## What needs to be done
Reproduce every line of the records below word for word, leaving nothing out and changing nothing.

## Records shown

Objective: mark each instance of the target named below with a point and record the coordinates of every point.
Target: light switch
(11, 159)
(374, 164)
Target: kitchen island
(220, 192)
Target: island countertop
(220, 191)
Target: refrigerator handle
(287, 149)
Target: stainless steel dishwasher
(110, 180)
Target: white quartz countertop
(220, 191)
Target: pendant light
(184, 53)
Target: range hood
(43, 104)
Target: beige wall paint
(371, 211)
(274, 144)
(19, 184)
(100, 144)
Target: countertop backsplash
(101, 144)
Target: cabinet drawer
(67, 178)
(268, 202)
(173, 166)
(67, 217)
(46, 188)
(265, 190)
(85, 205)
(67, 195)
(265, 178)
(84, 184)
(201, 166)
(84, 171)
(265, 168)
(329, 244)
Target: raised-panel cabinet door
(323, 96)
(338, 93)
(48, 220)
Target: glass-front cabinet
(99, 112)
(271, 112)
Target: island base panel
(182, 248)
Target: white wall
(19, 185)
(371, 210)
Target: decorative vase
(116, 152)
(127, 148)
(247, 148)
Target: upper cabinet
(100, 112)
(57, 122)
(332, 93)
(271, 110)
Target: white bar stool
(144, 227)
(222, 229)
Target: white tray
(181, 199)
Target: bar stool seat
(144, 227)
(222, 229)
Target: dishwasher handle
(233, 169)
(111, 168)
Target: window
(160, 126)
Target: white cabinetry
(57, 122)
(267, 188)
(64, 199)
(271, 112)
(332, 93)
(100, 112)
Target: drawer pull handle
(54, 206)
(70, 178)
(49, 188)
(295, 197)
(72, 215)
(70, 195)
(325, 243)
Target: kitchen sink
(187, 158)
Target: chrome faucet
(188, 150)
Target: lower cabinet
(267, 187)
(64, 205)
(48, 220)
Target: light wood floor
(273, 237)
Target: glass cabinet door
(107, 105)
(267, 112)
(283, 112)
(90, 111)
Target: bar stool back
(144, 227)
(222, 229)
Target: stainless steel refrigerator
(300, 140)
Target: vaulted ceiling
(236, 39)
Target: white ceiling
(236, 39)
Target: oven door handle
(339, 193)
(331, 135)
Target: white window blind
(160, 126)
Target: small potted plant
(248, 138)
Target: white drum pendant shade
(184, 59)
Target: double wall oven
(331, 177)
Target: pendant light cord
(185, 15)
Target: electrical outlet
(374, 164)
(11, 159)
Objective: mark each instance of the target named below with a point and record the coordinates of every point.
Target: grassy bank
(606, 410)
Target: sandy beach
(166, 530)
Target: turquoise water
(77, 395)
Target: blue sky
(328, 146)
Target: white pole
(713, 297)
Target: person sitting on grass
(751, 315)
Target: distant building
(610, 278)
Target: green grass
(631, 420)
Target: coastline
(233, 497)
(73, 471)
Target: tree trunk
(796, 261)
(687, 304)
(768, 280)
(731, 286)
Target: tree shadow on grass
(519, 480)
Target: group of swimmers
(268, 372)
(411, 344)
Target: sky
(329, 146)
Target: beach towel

## Answer below
Objective: mark each instance of the target named below with a point and record the coordinates of every point.
Target: light switch
(11, 159)
(374, 164)
Target: kitchen island
(220, 192)
Target: island countertop
(220, 191)
Target: refrigerator handle
(287, 149)
Target: stainless steel dishwasher
(110, 180)
Target: white quartz countertop
(220, 191)
Target: pendant light
(184, 53)
Target: range hood
(43, 104)
Target: beige wall paint
(371, 211)
(274, 144)
(19, 184)
(100, 144)
Target: countertop backsplash
(101, 144)
Target: cabinet drawer
(67, 178)
(268, 202)
(173, 166)
(67, 217)
(46, 188)
(265, 190)
(85, 205)
(67, 195)
(265, 178)
(84, 184)
(201, 166)
(84, 171)
(265, 168)
(329, 244)
Target: raised-panel cabinet door
(323, 96)
(338, 93)
(48, 220)
Target: glass-front cabinet
(99, 112)
(271, 112)
Target: island base panel
(182, 248)
Target: white wall
(19, 185)
(371, 210)
Target: decorative vase
(116, 152)
(127, 148)
(247, 148)
Target: upper cabinet
(100, 112)
(57, 122)
(332, 93)
(271, 110)
Target: white bar stool
(144, 227)
(222, 229)
Target: white tray
(181, 199)
Target: bar stool seat
(144, 227)
(222, 229)
Target: dishwasher handle
(233, 169)
(111, 168)
Target: window
(160, 126)
Target: white cabinetry
(57, 122)
(267, 188)
(64, 199)
(271, 112)
(332, 93)
(100, 112)
Target: drawer pull handle
(54, 206)
(70, 178)
(49, 188)
(295, 197)
(72, 215)
(70, 195)
(325, 243)
Target: kitchen sink
(187, 158)
Target: chrome faucet
(188, 150)
Target: lower cabinet
(267, 187)
(64, 205)
(48, 220)
Target: light wood floor
(273, 237)
Target: glass cabinet door
(107, 105)
(267, 112)
(283, 112)
(90, 111)
Target: bar stool back
(144, 227)
(222, 229)
Target: stainless steel refrigerator
(300, 140)
Target: vaulted ceiling
(236, 39)
Target: white ceiling
(236, 39)
Target: oven door handle
(339, 193)
(331, 135)
Target: white window blind
(160, 126)
Target: small potted plant
(248, 138)
Target: white drum pendant shade
(184, 59)
Target: double wall oven
(331, 177)
Target: pendant light cord
(185, 15)
Target: electrical outlet
(374, 164)
(11, 159)
Objective: mark each instance of the target named below with a point and record the coordinates of every point.
Target: grassy bank
(606, 410)
Target: sandy beach
(166, 530)
Target: turquoise water
(77, 395)
Target: blue sky
(328, 146)
Target: white pole
(713, 297)
Target: person sitting on grass
(751, 315)
Target: distant building
(610, 278)
Target: green grass
(631, 420)
Target: coastline
(233, 497)
(73, 471)
Target: tree trunk
(796, 261)
(687, 304)
(768, 280)
(731, 286)
Target: tree shadow on grass
(519, 480)
Target: group of swimmers
(268, 372)
(411, 344)
Target: sky
(329, 146)
Target: beach towel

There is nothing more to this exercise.